### Document passage:

On October 3 AWA Executive Director Christyann Olson, and board member and Past President Vivian Pharis, led a walk over Nose Hill in memory of dear friend and naturalist Gus Yaki, who passed away earlier this year. They recount:

There was a cool wind blowing when we arrived at Nose Hill Park on Friday October 2, 2020. 0ur group was large; 29 folks eager to learn and to remember our dear friend Gus Yaki. Karel Bergmann, Tako Koning and Shawn Cornett helped Vivian and me make a fulsome ramble through some of the features of Calgary and Canada’s largest urban park that covers 11 square km.

We set off with a traditional land acknowledgement, then stopped at one of Gus’s favourite spots to teach about Balsam poplars and Aspen clones. While there Shawn Cornett told the story of community activism and the determination of those who had a vision for Nose Hill – that it needed to be protected as a park. She told of the struggles in earlier years to stave off developers and begin the administrative transformation to the much-used park it is today. She reminded us that not so long ago a request by the Winter Club to expand their parking lot required plenty of resistance to keep it from taking a piece of the park. One thing is certain, without community engagement and people like you being involved, this park remains vulnerable.

Our ramble continued to a string of sandstone boulders and a discussion with Tako Koning explaining the geology of the hill and where he pointed out fossil snails embedded in the boulders. As we moved along Karel and Vivian pointed out plants of interest as we made our way to a quartzite erratic the size of a bulldozer, that is a piece of Mt. Edith Cavell in Jasper. With its corners rubbed smooth by centuries of itchy bison, other parts of this rough erratic are covered with lichens. We scraped litter from under the boulder and added it to our litter bags, as we vowed to keep up Gus’s efforts at leaving no trace.

As we carried on we enjoyed stories about specific plants and debated about how they got where they did, about unusual land formations and boulders and shared dismay over invasive clematis and thistle that seems beyond control. Erosion in the main path needs repairs and we hope the City will do those repairs soon as they seem dangerously deep. Trail braiding and proliferation is an increasing problem all over the park. A north-south pathway led us toward the medicine wheel and through a lovely aspen grove filled with golden and orange leaves and the smell of fall.

As we neared the end of our ramble, we assembled at the Nose Hill Siksikaitsitapi Medicine Wheel where we formed a circle around the wheel to offer our thoughts about Gus and what he meant to us. We offered rose hips and dried cranberries to the spirits on entering the wheel from the east and before exiting to the west. The Blackfoot ceremonial elder who was interviewed years ago about this medicine wheel, spoke about it being a gift to the city and to the people who come to visit. He said, “they will know that somebody from the other side is looking out for them.”

Gus Yaki was remembered with joyful appreciation of the man who truly was a naturalist.

### Problem requirements:
Turn the paragraph of the Nose Hill walk account that begins "Our ramble continued" into a short bulleted list that keeps its main facts. The data below has nothing to do with this text.

Dataset items
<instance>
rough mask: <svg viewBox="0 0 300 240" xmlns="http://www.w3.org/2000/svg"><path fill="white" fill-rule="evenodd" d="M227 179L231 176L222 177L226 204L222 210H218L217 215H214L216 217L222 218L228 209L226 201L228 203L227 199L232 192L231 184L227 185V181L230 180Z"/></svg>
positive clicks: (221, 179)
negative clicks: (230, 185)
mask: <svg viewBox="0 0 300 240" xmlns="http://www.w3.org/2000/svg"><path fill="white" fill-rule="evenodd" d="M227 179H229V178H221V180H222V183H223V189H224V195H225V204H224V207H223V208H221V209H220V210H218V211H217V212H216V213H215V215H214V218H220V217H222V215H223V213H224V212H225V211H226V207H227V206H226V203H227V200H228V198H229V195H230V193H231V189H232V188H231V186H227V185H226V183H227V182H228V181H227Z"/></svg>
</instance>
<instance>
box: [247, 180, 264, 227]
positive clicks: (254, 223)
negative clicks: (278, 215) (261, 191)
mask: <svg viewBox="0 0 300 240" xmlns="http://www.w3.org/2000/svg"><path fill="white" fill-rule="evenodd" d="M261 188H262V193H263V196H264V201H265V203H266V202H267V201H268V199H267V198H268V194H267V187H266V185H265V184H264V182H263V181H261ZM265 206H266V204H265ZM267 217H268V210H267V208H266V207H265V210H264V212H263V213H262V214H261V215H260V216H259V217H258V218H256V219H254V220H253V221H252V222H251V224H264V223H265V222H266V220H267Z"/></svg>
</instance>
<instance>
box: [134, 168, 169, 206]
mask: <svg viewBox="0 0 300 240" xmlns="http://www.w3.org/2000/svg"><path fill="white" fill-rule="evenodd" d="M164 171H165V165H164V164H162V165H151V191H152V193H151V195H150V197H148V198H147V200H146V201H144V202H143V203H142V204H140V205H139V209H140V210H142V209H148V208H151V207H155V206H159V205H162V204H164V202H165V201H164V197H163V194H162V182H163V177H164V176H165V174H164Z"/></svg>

### Expected answer:
- The group walked on to a string of sandstone boulders.
- Tako Koning explained the hill's geology and pointed out fossil snails in the boulders.
- Karel and Vivian pointed out plants of interest along the way.
- The group reached a bulldozer-sized quartzite erratic that is a piece of Mt. Edith Cavell in Jasper.
- Bison rubbing against the erratic over centuries smoothed its corners, and lichens cover other parts of it.
- The group cleared litter from under the boulder and vowed to continue Gus's leave-no-trace efforts.